#### Material shown

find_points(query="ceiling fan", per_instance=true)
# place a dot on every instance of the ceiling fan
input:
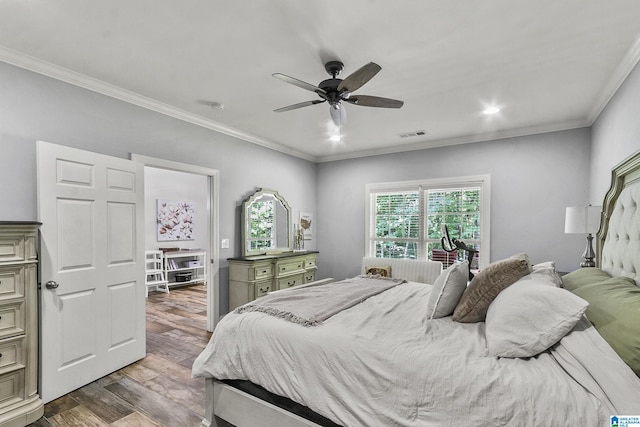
(334, 91)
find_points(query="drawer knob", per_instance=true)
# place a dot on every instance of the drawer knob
(51, 284)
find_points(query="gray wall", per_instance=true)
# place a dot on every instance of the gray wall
(615, 135)
(34, 107)
(533, 180)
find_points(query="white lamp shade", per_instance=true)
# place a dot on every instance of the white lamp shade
(582, 219)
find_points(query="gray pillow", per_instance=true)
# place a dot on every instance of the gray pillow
(487, 284)
(529, 317)
(447, 290)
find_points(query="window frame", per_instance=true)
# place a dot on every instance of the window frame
(421, 186)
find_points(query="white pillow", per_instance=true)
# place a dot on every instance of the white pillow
(530, 316)
(447, 290)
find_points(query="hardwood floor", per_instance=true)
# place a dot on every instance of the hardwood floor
(157, 390)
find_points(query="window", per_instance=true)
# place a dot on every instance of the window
(404, 219)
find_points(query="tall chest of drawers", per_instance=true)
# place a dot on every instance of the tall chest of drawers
(255, 276)
(20, 403)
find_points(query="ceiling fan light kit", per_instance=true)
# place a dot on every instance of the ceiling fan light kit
(335, 90)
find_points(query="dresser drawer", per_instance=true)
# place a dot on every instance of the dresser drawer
(262, 271)
(12, 280)
(11, 388)
(12, 319)
(289, 281)
(309, 276)
(290, 267)
(12, 248)
(310, 262)
(11, 355)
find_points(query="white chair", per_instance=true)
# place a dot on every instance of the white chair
(154, 273)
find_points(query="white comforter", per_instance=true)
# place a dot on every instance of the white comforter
(382, 363)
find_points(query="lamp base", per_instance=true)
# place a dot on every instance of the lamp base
(588, 262)
(588, 254)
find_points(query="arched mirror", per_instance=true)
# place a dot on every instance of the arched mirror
(266, 223)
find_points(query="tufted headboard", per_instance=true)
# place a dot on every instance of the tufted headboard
(618, 243)
(408, 269)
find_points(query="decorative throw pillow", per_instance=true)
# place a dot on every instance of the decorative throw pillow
(378, 271)
(614, 312)
(583, 276)
(487, 284)
(447, 290)
(529, 317)
(545, 271)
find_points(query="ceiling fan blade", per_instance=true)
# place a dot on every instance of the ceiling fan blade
(299, 83)
(374, 101)
(338, 114)
(299, 105)
(359, 77)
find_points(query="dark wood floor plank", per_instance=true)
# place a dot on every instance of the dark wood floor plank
(107, 406)
(157, 390)
(154, 405)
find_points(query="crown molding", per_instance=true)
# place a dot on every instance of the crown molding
(36, 65)
(458, 140)
(620, 74)
(48, 69)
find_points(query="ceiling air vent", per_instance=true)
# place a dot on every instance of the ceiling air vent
(415, 133)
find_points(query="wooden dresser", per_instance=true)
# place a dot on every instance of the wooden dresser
(255, 276)
(20, 403)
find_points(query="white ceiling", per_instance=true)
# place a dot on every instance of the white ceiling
(548, 64)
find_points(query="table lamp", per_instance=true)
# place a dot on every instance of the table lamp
(584, 220)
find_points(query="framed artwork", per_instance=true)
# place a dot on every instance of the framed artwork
(175, 220)
(306, 220)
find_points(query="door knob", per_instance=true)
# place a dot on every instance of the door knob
(51, 284)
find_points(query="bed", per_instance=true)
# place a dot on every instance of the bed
(518, 346)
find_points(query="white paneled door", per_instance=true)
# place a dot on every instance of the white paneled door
(92, 266)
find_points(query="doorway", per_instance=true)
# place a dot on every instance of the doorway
(211, 179)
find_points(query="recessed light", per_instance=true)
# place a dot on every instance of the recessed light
(490, 110)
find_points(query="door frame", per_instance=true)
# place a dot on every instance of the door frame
(213, 277)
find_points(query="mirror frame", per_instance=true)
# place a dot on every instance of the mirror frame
(246, 247)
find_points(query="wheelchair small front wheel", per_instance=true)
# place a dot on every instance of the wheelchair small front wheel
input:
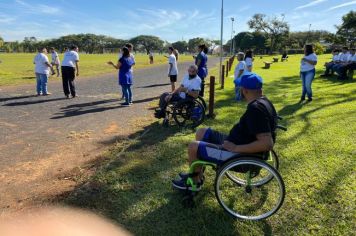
(247, 201)
(189, 114)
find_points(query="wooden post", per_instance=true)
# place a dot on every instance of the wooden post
(211, 97)
(227, 68)
(222, 76)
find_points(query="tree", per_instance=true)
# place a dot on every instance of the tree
(276, 30)
(248, 40)
(195, 42)
(147, 42)
(319, 49)
(181, 46)
(347, 30)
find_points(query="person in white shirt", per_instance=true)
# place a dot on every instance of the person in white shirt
(307, 72)
(172, 69)
(42, 67)
(349, 66)
(248, 60)
(70, 69)
(55, 61)
(240, 70)
(189, 89)
(329, 65)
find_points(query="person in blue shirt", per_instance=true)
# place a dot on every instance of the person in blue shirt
(201, 61)
(124, 65)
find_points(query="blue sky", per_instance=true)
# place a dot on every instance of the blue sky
(170, 20)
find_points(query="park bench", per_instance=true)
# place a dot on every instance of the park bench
(267, 64)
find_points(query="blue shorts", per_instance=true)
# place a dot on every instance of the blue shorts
(210, 149)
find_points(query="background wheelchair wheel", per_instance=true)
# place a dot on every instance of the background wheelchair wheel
(245, 201)
(263, 178)
(188, 114)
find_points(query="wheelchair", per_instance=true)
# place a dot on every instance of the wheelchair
(247, 186)
(187, 113)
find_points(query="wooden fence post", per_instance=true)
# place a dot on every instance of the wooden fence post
(211, 97)
(222, 76)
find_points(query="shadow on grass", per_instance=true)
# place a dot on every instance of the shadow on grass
(93, 107)
(134, 189)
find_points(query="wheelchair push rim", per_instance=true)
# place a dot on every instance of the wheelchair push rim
(271, 160)
(246, 201)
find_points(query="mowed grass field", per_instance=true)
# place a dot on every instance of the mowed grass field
(317, 162)
(18, 68)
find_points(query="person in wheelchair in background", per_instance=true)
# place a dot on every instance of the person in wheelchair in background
(254, 133)
(189, 89)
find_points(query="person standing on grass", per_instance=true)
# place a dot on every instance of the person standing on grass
(172, 69)
(240, 70)
(307, 72)
(55, 61)
(201, 61)
(70, 69)
(124, 65)
(248, 60)
(150, 57)
(42, 67)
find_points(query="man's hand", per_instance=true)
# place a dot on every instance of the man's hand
(231, 147)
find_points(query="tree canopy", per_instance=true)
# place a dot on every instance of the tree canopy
(147, 42)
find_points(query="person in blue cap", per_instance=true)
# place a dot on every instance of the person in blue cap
(254, 133)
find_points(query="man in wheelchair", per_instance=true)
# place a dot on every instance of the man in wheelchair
(253, 134)
(189, 89)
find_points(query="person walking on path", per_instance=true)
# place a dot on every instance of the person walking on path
(240, 70)
(172, 69)
(150, 57)
(55, 61)
(201, 61)
(124, 65)
(307, 72)
(42, 67)
(249, 60)
(70, 69)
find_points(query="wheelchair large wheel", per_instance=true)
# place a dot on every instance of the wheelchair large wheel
(246, 201)
(263, 177)
(188, 114)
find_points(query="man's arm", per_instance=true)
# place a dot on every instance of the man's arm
(263, 143)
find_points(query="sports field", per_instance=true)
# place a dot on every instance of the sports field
(18, 68)
(317, 163)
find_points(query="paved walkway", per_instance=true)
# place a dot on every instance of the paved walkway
(42, 139)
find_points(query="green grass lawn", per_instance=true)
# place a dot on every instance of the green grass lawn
(18, 68)
(317, 163)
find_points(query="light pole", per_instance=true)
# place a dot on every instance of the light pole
(221, 37)
(232, 32)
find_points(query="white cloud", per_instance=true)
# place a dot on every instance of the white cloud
(38, 8)
(313, 3)
(342, 5)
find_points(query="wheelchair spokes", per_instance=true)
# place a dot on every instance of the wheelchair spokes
(245, 198)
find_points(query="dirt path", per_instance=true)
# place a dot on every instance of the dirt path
(46, 141)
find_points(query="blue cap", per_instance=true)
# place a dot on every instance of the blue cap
(251, 81)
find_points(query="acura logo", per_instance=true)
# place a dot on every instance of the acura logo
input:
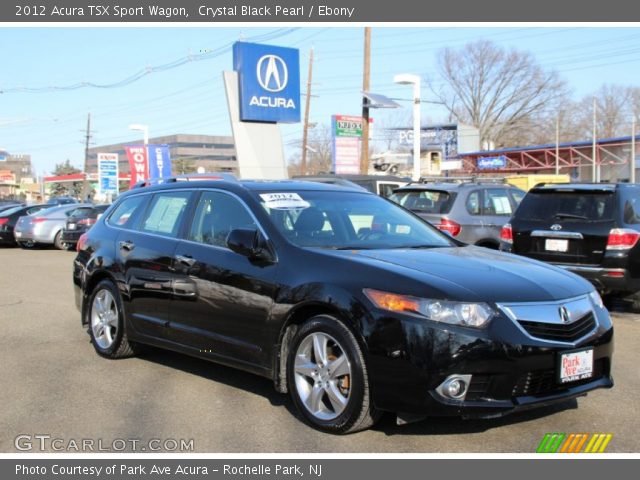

########

Whenever a line above holds the word "acura", include it in your count, and report nothing but that count.

* [Task solution] 2